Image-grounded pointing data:
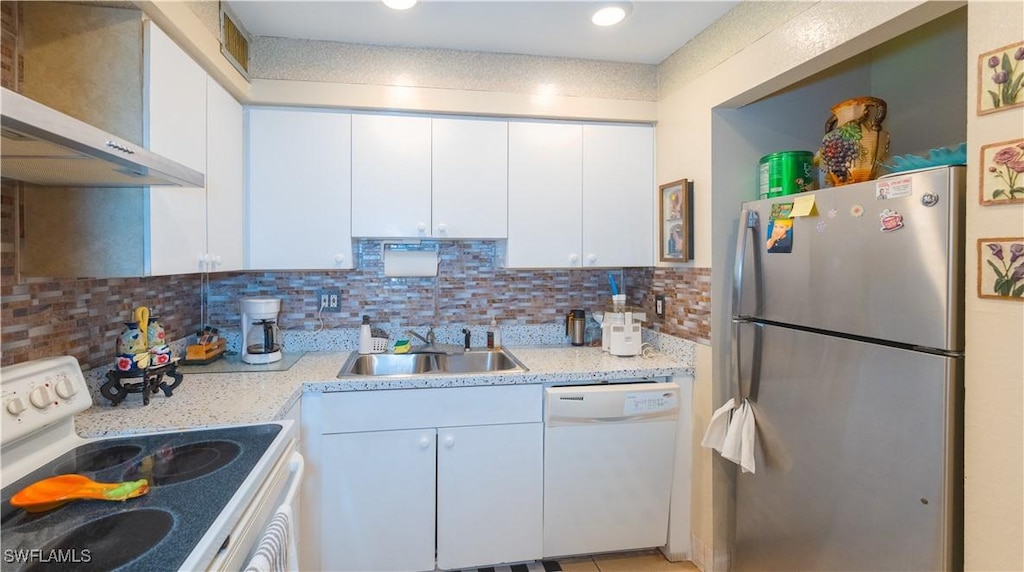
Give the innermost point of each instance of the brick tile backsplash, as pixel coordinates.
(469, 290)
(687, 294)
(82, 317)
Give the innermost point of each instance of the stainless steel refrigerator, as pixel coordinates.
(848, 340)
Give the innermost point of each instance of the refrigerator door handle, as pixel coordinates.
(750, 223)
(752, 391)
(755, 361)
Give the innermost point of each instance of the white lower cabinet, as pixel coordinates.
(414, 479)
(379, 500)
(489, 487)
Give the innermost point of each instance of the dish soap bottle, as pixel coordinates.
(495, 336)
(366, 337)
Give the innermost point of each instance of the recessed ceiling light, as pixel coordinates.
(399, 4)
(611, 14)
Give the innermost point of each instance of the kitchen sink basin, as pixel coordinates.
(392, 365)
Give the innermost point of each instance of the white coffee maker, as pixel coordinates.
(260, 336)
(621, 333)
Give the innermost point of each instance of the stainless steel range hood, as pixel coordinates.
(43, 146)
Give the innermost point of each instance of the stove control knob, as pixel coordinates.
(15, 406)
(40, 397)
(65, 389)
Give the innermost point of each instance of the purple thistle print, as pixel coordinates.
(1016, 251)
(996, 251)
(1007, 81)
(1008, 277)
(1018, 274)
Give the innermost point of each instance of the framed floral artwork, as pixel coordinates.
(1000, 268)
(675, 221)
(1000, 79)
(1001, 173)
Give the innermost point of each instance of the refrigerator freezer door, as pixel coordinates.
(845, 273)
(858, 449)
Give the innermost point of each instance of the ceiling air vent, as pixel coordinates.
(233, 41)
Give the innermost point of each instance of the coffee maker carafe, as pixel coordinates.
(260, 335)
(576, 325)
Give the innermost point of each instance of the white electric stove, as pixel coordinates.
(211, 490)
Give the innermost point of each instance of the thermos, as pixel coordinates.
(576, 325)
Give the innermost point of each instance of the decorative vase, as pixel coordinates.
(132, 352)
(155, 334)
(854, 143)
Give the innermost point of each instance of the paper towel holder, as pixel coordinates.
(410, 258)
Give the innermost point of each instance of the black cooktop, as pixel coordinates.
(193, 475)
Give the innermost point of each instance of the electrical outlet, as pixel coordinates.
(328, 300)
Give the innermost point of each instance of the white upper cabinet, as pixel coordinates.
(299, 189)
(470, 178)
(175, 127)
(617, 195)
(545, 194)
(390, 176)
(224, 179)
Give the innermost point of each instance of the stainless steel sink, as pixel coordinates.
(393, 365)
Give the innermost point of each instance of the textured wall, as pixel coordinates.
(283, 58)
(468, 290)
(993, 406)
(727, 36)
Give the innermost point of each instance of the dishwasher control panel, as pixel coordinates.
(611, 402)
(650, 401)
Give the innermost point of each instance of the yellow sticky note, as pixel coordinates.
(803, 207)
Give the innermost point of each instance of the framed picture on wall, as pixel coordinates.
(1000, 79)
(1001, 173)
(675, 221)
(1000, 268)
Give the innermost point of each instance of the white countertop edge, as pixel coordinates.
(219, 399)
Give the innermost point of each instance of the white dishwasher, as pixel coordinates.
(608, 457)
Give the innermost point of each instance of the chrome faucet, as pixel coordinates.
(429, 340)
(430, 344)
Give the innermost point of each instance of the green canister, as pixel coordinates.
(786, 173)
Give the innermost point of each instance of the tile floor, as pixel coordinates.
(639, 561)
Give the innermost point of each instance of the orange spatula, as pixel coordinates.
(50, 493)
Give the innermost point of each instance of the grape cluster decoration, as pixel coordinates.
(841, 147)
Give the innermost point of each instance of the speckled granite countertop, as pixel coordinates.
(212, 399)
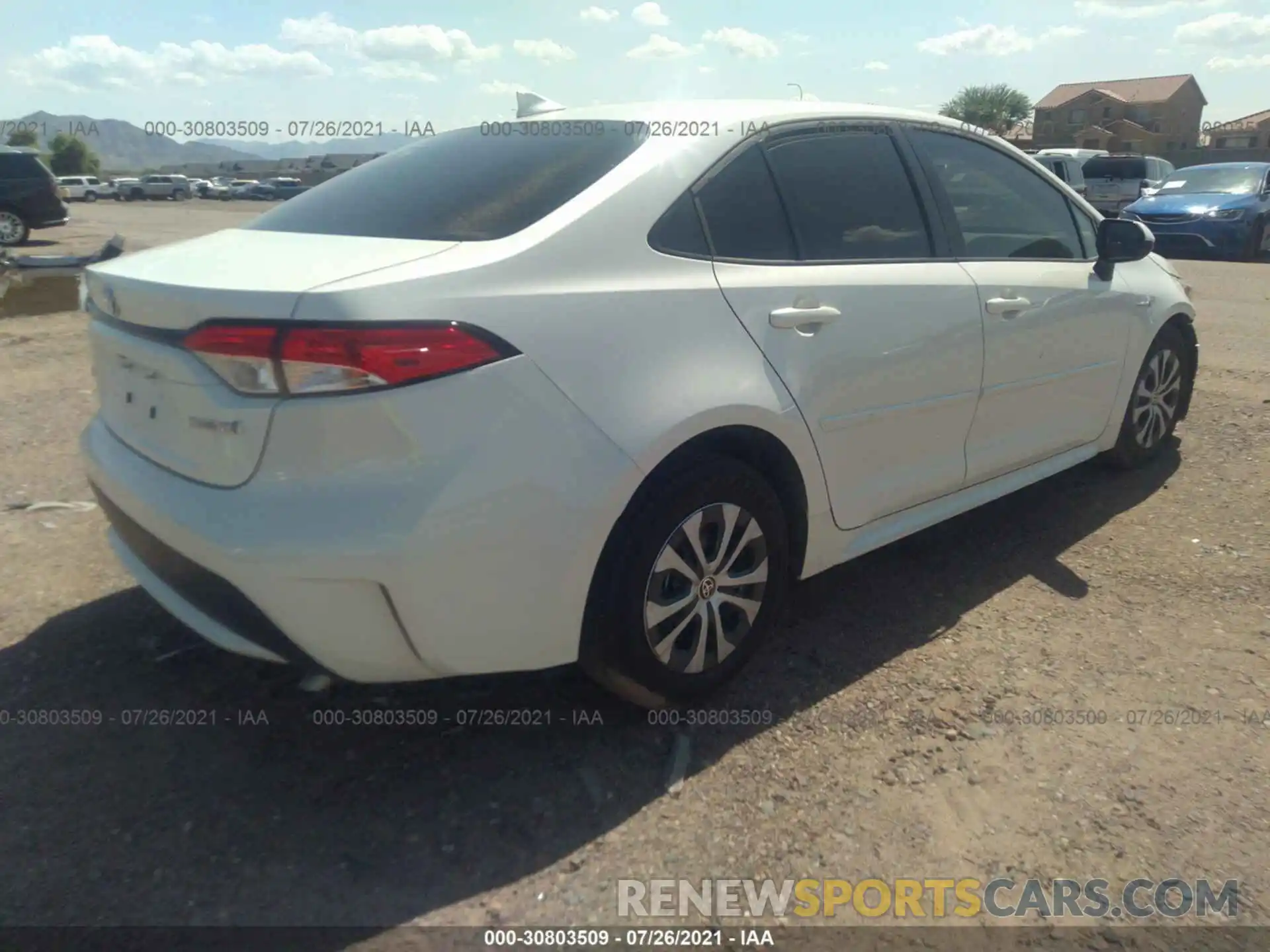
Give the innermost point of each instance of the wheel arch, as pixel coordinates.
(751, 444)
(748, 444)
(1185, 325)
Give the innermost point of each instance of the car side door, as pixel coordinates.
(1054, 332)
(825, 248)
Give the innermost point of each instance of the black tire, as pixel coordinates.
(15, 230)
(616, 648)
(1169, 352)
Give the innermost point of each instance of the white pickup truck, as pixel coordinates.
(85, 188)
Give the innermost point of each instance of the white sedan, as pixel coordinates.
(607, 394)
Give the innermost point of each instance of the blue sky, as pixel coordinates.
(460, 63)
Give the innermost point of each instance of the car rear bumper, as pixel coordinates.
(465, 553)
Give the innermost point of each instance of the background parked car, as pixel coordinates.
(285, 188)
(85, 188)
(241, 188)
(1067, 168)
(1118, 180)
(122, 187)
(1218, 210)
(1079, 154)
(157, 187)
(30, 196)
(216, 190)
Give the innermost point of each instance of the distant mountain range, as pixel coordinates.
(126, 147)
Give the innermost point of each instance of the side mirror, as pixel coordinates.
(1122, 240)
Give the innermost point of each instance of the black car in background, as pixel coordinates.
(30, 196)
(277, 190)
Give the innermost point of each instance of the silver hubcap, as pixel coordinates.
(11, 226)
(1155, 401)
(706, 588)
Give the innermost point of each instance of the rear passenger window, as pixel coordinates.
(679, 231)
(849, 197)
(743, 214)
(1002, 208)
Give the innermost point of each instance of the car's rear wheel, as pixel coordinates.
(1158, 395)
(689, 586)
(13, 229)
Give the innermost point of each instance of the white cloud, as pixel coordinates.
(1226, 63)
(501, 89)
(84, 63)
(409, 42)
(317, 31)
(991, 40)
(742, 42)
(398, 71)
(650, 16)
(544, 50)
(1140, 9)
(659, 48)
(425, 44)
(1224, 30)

Try it: Please hand back every entry above exactly, with no images in the copy.

Response for this exercise:
Give the innermost point of each instance of the brick tile backsplash, as pixel coordinates.
(469, 290)
(687, 294)
(82, 317)
Give the innermost point of each instance of the stainless steel refrigerator, as pixel coordinates.
(848, 340)
Give the innermost point of each instance of the refrigerator door handle, as pixel coordinates.
(750, 223)
(752, 391)
(755, 361)
Give the innermost point of each instance of the white lower cabinet, as pixel coordinates.
(414, 479)
(379, 500)
(489, 487)
Give the innermost point of each instance of the dish soap bottle, as pixel coordinates.
(495, 336)
(366, 337)
Give the innermost point of each instance of the recessed ceiling light, as pixel coordinates.
(399, 4)
(611, 14)
Give the innermost point of each instance of the kitchen sink basin, as pixel coordinates.
(392, 365)
Give the innermost point of each instance of the white coffee maker, as pixel coordinates.
(260, 336)
(621, 333)
Give the innermost point of each instance of the stainless steel range hood, as pixel coordinates.
(43, 146)
Give the innermost point of each instance of the stove control knob, as pixel coordinates.
(15, 406)
(40, 397)
(65, 389)
Give the innermost point of each instance of the purple thistle print, as pixel coordinates.
(1016, 251)
(996, 251)
(1007, 81)
(1008, 277)
(1018, 274)
Give the innermost point of each instance of the framed floral artwork, as pixel coordinates.
(1000, 268)
(675, 221)
(1000, 79)
(1001, 173)
Give the innermost point of each instance of the refrigerator freezer door, as pixel coordinates.
(845, 273)
(858, 449)
Give the innermost point of each instance of the ceiling air vent, as pixel coordinates.
(233, 41)
Give the innermost point of each instance of the coffee maker carafe, as pixel coordinates.
(260, 335)
(576, 325)
Give the innermost point of each instance of the white electric stove, as pixel coordinates.
(211, 490)
Give the innermost point of each instance of the thermos, as pixel coordinates.
(576, 325)
Give the innermost point of each instance of the decorative vase, as pixel coordinates.
(132, 352)
(155, 334)
(854, 143)
Give the innermost point of each instance of the paper towel holder, as pixel coordinates.
(410, 258)
Give the innermost point of each instance of the black cooktop, as pixel coordinates.
(193, 475)
Give the innermost point of each instance of the electrical outlet, as pixel coordinates.
(328, 300)
Give the innermost point of each instance of the white upper cabinet, as pixel coordinates.
(299, 189)
(470, 178)
(175, 127)
(617, 195)
(545, 194)
(390, 176)
(224, 179)
Give the innermost point of each instance of the stainless steel sink, as pixel coordinates.
(393, 365)
Give the innermost point of each instance of the textured wall, as pixel coordinates.
(283, 58)
(468, 290)
(993, 406)
(727, 36)
Give the innermost point of each instance of the dishwasher control panel, as pixel coordinates.
(611, 402)
(650, 401)
Give the innermost point of each instance of the yellow sticky note, as pixel coordinates.
(803, 207)
Give the innermost point of each instance of the framed picture on wall, as pixel coordinates.
(1000, 79)
(1001, 173)
(675, 221)
(1000, 268)
Give the innermost point of each instance of the white countertop edge, as pixel coordinates.
(219, 399)
Give the innermost point of each instance of the white dishwasher, as pixel coordinates.
(608, 457)
Give the innermost point of each instance of the chrome faucet, as pixel coordinates.
(429, 340)
(430, 344)
Give the innermost point of each instance of the green canister, as pixel coordinates.
(786, 173)
Give the innermost point of each instance of the tile floor, as pixel coordinates.
(639, 561)
Give the innermost point of each instance of the orange spatula, as pixel coordinates.
(50, 493)
Give the innermost point of each instance of the grape cluster decoration, as pixel coordinates.
(841, 147)
Give the innermost point of each instance of the speckled granite countertop, as pixel coordinates.
(212, 399)
Give the innermost point of each instance of the wheel arch, as pixel coordinates.
(751, 444)
(748, 444)
(1185, 325)
Give the innermost point of each instance of the car side door, as pixel coordinates.
(1054, 332)
(825, 248)
Give the innermost point of each instance of the black tire, as pixel coordinates.
(15, 230)
(616, 648)
(1169, 352)
Give the innermost point of each instance of the white pickup truck, as pixel coordinates.
(85, 188)
Give the innermost point of each instance of the white sedan, as pixel coordinates.
(607, 394)
Give the innermost point of each instance of the blue sky, as pixel coordinates.
(460, 63)
Give the innermost point of each instance of the car rear bumper, as pixel coordinates.
(465, 553)
Give the innermost point of each instance of the background parked car, as pixel coordinates.
(285, 188)
(85, 188)
(241, 188)
(1067, 168)
(1118, 180)
(122, 187)
(1218, 210)
(1079, 154)
(157, 187)
(30, 196)
(216, 190)
Give the innermost point of each instance of the distant mountain range, as pixel coordinates.
(126, 147)
Give the innermost point of each instance of the side mirror, as pixel coordinates.
(1122, 240)
Give the innermost point of each instance of the black car in background, as pixel coordinates.
(30, 196)
(277, 190)
Give the innermost point of each instance of the silver hubcap, as pixel coordinates.
(11, 226)
(1155, 401)
(706, 588)
Give the innermost point of each instance of the rear passenger window, as pixel coordinates.
(679, 231)
(849, 197)
(743, 214)
(1002, 208)
Give the innermost point of each instance of the car's rear wheel, as pixel coordinates.
(1158, 395)
(689, 586)
(13, 229)
Give the innermost point of each instance of the white cloud, as pixel coordinates.
(1226, 63)
(501, 89)
(84, 63)
(409, 42)
(317, 31)
(991, 40)
(742, 42)
(398, 71)
(650, 16)
(544, 50)
(1140, 9)
(659, 48)
(425, 44)
(1224, 30)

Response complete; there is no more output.